The exercise:
Output each line of the material exactly as it stands.

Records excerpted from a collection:
* * * *

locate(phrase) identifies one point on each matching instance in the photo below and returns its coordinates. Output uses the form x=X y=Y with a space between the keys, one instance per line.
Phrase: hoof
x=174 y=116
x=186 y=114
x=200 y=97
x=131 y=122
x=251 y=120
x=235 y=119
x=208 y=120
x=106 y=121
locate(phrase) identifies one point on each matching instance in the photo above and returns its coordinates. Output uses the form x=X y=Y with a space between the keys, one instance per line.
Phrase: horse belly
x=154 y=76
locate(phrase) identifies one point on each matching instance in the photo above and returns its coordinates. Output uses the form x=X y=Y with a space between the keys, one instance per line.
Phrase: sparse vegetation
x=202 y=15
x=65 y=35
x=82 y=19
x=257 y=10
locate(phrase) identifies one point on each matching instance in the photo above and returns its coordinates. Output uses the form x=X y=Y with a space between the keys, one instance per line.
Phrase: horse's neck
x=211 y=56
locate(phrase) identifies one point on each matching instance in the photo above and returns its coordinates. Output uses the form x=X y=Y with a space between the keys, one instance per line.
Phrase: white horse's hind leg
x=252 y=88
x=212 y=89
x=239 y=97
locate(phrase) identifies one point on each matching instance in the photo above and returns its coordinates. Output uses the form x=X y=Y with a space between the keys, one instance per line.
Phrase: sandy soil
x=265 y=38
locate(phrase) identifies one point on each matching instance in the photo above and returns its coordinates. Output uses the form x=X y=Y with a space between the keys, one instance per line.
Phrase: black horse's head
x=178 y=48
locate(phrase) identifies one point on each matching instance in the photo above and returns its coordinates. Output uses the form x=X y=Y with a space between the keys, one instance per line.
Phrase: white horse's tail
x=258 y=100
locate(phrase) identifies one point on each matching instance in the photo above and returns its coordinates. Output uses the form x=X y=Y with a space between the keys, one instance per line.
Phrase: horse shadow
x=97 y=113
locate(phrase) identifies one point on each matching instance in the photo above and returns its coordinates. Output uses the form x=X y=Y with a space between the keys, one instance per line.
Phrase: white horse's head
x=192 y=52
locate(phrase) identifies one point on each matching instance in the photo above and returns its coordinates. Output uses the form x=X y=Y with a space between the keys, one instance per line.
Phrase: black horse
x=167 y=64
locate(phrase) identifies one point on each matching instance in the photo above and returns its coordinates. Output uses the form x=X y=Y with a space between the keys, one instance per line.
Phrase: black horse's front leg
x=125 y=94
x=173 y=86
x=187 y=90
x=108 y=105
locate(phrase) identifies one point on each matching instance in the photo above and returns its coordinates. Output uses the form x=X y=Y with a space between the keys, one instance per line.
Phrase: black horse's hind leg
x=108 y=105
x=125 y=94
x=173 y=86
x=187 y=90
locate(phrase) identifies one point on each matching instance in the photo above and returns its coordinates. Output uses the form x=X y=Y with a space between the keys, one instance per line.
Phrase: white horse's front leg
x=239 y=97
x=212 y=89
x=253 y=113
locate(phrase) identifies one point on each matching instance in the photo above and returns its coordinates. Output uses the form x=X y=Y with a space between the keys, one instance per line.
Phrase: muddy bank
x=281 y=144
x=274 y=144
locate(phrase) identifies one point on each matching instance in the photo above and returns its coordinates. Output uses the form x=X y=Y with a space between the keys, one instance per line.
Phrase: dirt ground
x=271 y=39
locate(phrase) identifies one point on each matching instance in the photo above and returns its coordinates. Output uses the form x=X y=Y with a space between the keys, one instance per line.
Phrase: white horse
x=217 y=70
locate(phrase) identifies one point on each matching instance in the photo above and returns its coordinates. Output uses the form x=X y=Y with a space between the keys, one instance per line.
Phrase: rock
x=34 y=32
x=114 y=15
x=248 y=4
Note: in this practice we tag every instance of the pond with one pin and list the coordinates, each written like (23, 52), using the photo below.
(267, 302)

* * * *

Solution for this task:
locate(phrase) identifies one point on each matching instance in the photo below and returns its coordinates. Output uses the form x=X y=Y with a space between the keys, one instance per line.
Phrase: hoof
x=174 y=116
x=186 y=114
x=200 y=97
x=131 y=122
x=251 y=120
x=235 y=119
x=208 y=120
x=106 y=121
locate(phrase) identifies one point on each matching instance in the photo above and returns its coordinates. Output uses the form x=X y=Y with a space between the keys, one instance per line.
Phrase: horse belly
x=154 y=76
locate(phrase) identifies one point on each matching instance in the photo above and returns its coordinates. Output uses the form x=X y=Y with a space between the keys, one instance per line.
Phrase: sparse vegetation
x=202 y=15
x=65 y=35
x=82 y=19
x=257 y=10
locate(phrase) identifies one point on each matching instance in the photo above and returns its coordinates. Output uses the form x=X y=Y with a space between the keys, one instance per line.
Phrase: horse's neck
x=211 y=56
locate(phrase) identifies one point on each matching instance in the photo above and returns its coordinates. Output uses the form x=X y=Y with a space between the keys, one instance per line.
Phrase: white horse's hind leg
x=252 y=88
x=212 y=89
x=239 y=97
locate(phrase) identifies one point on each matching instance in the photo above and returns its coordinates. Output uses the form x=X y=Y with a space between the keys, one instance per line.
Phrase: sandy soil
x=265 y=38
locate(phrase) identifies one point on each matching instance in the photo above and returns its coordinates. Output uses the form x=X y=Y with a space between the keys, one instance per line.
Phrase: black horse's head
x=178 y=48
locate(phrase) identifies one point on each matching instance in the photo above and returns its coordinates. Output uses the form x=X y=Y with a space between the keys, one instance per line.
Phrase: white horse's tail
x=258 y=100
locate(phrase) identifies one point on each matching instance in the photo above and returns its coordinates. Output uses the form x=X y=Y with a space between the keys, one instance per line.
Phrase: horse shadow
x=97 y=113
locate(phrase) identifies one point on each matching instance in the photo above and returns its coordinates. Output uses the form x=X y=Y with a space between the keys, one instance per line.
Phrase: white horse's head
x=192 y=52
locate(phrase) identifies one point on each matching instance in the photo above and returns its coordinates. Output uses the form x=X y=Y with a space between the keys, one instance per line.
Phrase: black horse
x=167 y=64
locate(phrase) identifies one point on each matching instance in the photo above and returns its coordinates. Output uses the form x=X y=Y with a space between the keys, one instance per line.
Phrase: black horse's front leg
x=125 y=94
x=173 y=86
x=187 y=90
x=108 y=105
locate(phrase) identifies one point on each matching instance in the photo above and returns its coordinates. Output uses the form x=X y=Y with a space between the keys, one instance per line.
Phrase: black horse's hind leg
x=108 y=105
x=125 y=94
x=173 y=86
x=187 y=90
locate(phrase) identifies one point on each matching instance in the photo above and returns its coordinates. Output uses the form x=X y=Y with a space between the keys, one instance per line.
Phrase: white horse's front leg
x=239 y=97
x=212 y=89
x=253 y=113
locate(phrase) identifies one point on each matching instance in the photo above and returns its coordinates. Output uses the form x=X y=Y with a space between the keys, one instance per line.
Phrase: muddy bank
x=281 y=144
x=274 y=144
locate(phrase) identifies one point on each matching instance in the photo above and returns its coordinates. Output uses the form x=X y=Y with a space between the keys, one instance per line.
Phrase: dirt ground
x=271 y=39
locate(phrase) identifies one point on each matching instance in the photo above and returns its coordinates. Output uses the form x=X y=Y with a space between the keys, one instance per line.
Phrase: white horse
x=217 y=70
locate(phrase) identifies one point on each matching instance in the photo above and returns its coordinates. Output uses the form x=X y=Y with a space between the keys, one instance per line.
Phrase: rock
x=34 y=32
x=114 y=15
x=248 y=4
Note: in this practice we tag every instance of the pond with one pin and list the coordinates, each written like (23, 52), using the photo below.
(267, 302)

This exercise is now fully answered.